**SET EXERCISE:** Show every line below that contains the word "When", copied in full. Case counts.

(Pointing records)
=-=-=
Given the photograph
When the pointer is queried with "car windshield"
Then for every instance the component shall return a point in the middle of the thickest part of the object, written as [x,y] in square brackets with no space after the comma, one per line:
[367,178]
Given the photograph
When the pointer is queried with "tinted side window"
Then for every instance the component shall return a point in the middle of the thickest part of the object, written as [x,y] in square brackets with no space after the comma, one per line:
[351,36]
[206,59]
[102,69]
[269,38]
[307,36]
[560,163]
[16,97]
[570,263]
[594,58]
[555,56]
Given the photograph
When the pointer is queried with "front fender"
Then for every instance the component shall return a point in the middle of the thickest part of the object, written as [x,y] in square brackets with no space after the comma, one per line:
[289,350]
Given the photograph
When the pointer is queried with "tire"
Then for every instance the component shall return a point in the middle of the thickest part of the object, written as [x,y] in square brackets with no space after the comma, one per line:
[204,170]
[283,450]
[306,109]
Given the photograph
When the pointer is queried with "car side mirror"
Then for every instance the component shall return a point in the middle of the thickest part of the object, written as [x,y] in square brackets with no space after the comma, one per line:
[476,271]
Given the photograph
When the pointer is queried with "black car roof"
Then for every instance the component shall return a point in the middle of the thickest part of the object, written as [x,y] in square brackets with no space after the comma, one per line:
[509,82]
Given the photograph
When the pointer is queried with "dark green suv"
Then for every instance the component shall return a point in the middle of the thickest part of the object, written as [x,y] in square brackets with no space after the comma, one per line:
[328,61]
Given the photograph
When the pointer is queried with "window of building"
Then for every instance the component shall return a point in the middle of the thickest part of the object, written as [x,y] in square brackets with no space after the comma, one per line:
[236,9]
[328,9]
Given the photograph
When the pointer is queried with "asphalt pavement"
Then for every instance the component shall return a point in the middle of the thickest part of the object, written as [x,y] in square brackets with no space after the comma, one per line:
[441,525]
=-=-=
**TASK OUTPUT:**
When the pointer is queried with "car windshield"
When the pointer is queried with "tinted side window"
When the pointer is queried with "front fender"
When the pointer is queried with "tire"
When the pointer is queried with "car side mirror"
When the pointer is queried with "black car roof"
When the pointer is queried with "dark green suv"
When the pointer is queried with "window of building"
When the pointer is queried with "asphalt pavement"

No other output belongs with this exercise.